Ödünsüz organik tarım ve soğuk sıkım..

            Halk sağlığı doktora eğitimi sürecinde zeytinyağının faydaları hakkında birçok çalışmayı incelediğini; “Başkalarının ürettiklerini değerlendirmek, konuşmak yerine, neden biz de yapmayalım” diyerek yola çıktıklarını belirten Üçpınar, “Tescilli İlk üretim yılımızda aldığımız ödül, bize doğru yolda olduğumuzu gösteriyor. Yurt dışındaki yarışmalardan alacağımız ödüllerin, ihracat konusunda cesaret verici ve ön açıcı olduğunu düşünüyoruz.” diyor.      Alaboğaz adını verdikleri zeytinyağlarında kaliteyi nasıl sağladıklarını da şu ilkelerle açıklıyor:

             “Soğuk sıkım tekniği, zeytinin taşıdığı tüm kimyasal özelliklerin kaybolmadan yağa geçmesini sağlıyor. O nedenle soğuk sıkım konusunda ısrarcıyız. Erken hasat zeytindeki polifenolü azalmadan alabilmemizi sağlıyor. O nedenle erken hasatta ısrarcıyız. Atalar, zeytinyağının acı ve yakıcı olmasının iyi bir özellik olduğunu bilmiyorlar. Halbuki bu özellikler, zeytinyağının kalitesini belirlemektedir. Zeytinyağı gerek işlenirken gerekse stoklandığı ortamda hava ile temas ettiği ölçüde polifenol ve diğer sağlıklı bileşenlerini kaybediyor. Zeytinyağı tatlansın diye konulduğu kapların kapaklarını açıp havalandırıyorlar. Ayrıca, soğuk sıkımda alınan yağ miktarının azalacağını zannediyorlar. Oysa kontinü sistemdeki santrifüjler o kadar güçlü ki, her bir zerre yağı çıkarıp alıyor. Bu uygulamalar ve zeytinyağının sağlık deposu olduğunun farkında olmam nedeniyle, erken hasat soğuk sıkım yağ üretmeyi işimizin olmazsa olmazı olarak belirledik. Sağlıklı üretim koşulları açısından da organik üretim konusundan taviz vermiyoruz.”

__Veri Kesitleri__
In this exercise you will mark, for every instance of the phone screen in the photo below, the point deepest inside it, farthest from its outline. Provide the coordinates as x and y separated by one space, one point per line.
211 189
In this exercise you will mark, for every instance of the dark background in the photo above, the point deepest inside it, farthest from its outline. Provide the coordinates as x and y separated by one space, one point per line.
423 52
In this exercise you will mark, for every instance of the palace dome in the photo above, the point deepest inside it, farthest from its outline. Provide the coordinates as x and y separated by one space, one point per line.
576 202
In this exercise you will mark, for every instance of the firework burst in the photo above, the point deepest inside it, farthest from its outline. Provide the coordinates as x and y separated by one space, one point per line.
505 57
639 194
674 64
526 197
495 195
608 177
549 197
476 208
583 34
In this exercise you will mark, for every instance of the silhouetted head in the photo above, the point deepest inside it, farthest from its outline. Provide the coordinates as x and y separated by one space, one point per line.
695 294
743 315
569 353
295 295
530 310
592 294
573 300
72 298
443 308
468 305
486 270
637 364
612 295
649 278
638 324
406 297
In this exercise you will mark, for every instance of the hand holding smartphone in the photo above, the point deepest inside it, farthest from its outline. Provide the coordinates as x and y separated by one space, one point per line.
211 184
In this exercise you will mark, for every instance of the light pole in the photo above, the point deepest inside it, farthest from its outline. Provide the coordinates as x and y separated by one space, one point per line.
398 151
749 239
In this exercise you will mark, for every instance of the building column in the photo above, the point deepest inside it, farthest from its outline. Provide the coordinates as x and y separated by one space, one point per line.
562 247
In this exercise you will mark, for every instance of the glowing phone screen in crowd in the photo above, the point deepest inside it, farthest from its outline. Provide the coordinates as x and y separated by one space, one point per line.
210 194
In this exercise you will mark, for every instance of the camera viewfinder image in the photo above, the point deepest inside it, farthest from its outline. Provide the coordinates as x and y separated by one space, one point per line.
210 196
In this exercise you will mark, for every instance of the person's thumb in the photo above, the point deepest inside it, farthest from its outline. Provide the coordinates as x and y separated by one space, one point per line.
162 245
* * *
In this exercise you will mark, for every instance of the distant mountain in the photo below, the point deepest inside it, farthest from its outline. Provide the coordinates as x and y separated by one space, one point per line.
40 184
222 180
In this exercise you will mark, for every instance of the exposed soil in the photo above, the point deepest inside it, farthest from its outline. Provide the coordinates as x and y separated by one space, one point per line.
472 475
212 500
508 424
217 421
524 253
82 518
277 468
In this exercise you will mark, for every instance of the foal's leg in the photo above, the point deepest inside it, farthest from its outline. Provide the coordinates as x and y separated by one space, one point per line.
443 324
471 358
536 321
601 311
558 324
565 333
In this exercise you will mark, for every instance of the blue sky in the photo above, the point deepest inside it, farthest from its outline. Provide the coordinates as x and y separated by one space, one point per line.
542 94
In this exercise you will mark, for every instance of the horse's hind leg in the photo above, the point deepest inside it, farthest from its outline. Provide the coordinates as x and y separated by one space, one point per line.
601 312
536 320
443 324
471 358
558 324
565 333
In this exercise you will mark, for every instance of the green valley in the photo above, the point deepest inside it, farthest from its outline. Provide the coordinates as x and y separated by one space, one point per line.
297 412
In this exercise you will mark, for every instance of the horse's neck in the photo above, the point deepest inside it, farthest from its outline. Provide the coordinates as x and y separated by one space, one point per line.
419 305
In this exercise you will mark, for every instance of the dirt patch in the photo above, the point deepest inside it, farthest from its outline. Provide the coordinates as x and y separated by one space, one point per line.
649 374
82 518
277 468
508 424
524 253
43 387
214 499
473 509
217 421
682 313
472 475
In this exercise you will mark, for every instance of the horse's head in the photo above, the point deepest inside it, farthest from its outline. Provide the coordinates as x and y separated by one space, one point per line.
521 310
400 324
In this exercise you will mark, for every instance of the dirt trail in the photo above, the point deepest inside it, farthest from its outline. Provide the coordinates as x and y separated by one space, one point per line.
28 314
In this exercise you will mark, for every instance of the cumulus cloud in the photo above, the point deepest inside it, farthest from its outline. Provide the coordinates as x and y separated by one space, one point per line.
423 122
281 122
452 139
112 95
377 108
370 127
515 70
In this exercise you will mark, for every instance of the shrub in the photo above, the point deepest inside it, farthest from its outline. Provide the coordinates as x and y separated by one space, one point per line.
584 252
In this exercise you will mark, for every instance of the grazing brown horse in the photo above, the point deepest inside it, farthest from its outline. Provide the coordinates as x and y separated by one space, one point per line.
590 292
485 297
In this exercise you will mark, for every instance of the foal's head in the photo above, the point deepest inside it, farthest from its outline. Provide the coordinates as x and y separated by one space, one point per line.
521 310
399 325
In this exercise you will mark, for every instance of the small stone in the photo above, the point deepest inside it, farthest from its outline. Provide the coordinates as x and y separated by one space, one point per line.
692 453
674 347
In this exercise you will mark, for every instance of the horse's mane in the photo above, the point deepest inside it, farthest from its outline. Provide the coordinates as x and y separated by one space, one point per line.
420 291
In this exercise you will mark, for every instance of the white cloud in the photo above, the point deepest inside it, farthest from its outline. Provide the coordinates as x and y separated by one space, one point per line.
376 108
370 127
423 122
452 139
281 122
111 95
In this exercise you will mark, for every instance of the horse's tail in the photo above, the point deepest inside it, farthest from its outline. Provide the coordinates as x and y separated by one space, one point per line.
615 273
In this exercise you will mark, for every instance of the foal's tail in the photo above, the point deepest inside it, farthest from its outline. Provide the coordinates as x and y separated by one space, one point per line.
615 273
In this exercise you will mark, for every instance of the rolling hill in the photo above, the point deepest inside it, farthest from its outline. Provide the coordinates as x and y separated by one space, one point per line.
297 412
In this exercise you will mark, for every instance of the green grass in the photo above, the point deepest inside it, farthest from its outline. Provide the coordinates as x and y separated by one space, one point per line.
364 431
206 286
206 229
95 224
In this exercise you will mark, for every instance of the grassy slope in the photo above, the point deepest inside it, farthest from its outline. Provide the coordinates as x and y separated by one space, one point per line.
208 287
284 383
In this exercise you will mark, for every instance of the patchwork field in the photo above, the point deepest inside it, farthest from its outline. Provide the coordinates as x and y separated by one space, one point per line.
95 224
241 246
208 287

__Görev Tanımı__
Lütfen verilen metni iki cümleyle özetleyin.

__Alıştırma Yanıtı__
Halk sağlığı doktora eğitimi sırasında zeytinyağının faydalarını inceleyen Üçpınar, kendi üretimlerine başladıklarını ve tescilli ilk üretim yıllarında aldıkları ödülün doğru yolda olduklarını gösterdiğini söylüyor. Alaboğaz zeytinyağlarında kaliteyi, zeytinin kimyasal özelliklerini koruyan soğuk sıkım, polifenolü azaltmayan erken hasat ve taviz verilmeyen organik üretimle sağladıklarını açıklıyor.